## WHAT IS BEING ASKED
Transcribe the full listing below, word for word, without pictures.

━━━━━━━━━━━━━━━━━━━━

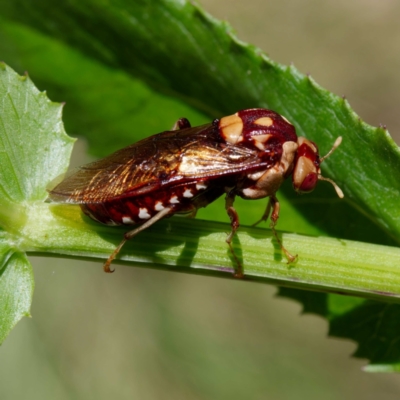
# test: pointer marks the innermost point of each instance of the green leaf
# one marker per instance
(204, 65)
(34, 149)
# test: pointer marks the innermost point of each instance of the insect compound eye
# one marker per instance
(305, 175)
(309, 183)
(306, 169)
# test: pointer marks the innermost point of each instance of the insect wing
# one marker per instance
(171, 157)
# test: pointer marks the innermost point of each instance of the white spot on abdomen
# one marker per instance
(174, 200)
(144, 213)
(201, 186)
(159, 206)
(187, 193)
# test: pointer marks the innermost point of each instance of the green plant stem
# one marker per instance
(195, 246)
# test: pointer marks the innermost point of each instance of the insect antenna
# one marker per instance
(321, 178)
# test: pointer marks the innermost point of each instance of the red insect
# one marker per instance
(248, 154)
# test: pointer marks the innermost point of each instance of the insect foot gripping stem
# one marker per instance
(131, 234)
(274, 204)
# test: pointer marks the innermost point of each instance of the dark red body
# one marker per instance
(183, 169)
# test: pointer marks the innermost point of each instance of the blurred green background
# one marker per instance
(142, 334)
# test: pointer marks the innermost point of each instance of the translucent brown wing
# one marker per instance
(170, 157)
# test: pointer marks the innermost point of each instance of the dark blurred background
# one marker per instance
(142, 334)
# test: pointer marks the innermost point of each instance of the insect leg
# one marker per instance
(132, 233)
(234, 217)
(182, 123)
(265, 216)
(274, 204)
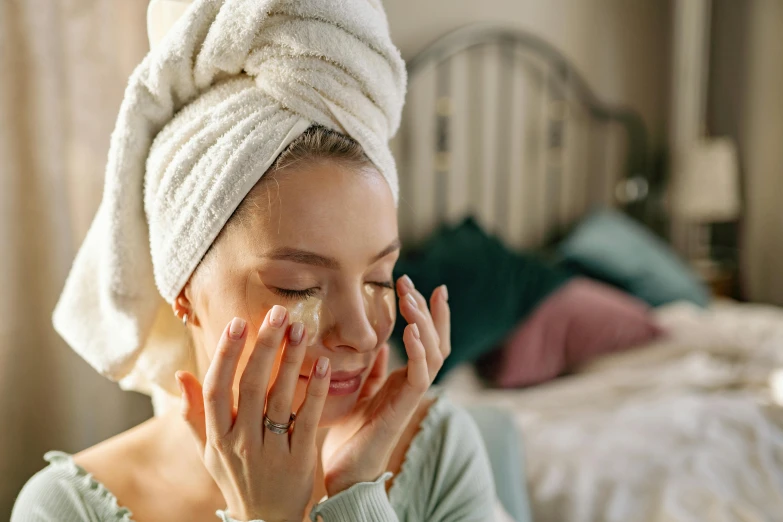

━━━━━━━━━━━━━━━━━━━━

## PROBLEM SOLUTION
# test: pointer marks the innermost point of each instance of the green leaf
# one marker per instance
(204, 65)
(34, 149)
# test: pointer marks the innermost point of each instance of the insect compound eye
# one marker per instance
(305, 175)
(309, 183)
(306, 169)
# test: pointer marks the innermost point of each instance of the insect wing
# one marker per instance
(171, 157)
# test: pointer marks the innermost point of each instance of the white spot on abdomen
# one marker per instance
(174, 200)
(144, 213)
(201, 186)
(159, 206)
(187, 193)
# test: pointer marks the innermost point of each instance of the green plant stem
# one marker per instance
(195, 246)
# test: pointer marks the innermost point of each instance of the insect antenna
# one marker per instance
(321, 178)
# test: pointer marks the innermost point of each instance of the red insect
# one marker per instance
(248, 154)
# test: pointer marks the innermost point of each instance of the insect foot gripping stem
# one marker per instance
(131, 234)
(274, 204)
# test: pointer marks the innermost point of each instance of the dark red body
# one marker per instance
(183, 169)
# test: pointer marks the innermost point of each instance of the blurred green background
# one marker per instance
(142, 334)
# test: pointer marks the innermost point of each instance of the translucent brown wing
# one marker per instance
(170, 157)
# test: pointer marks the innermost point of each instance of the dark blurred background
# one marker per instance
(142, 334)
# test: pointer marks the innermost point of each instance of the insect leg
# one marker per instance
(132, 233)
(234, 217)
(182, 123)
(265, 216)
(274, 204)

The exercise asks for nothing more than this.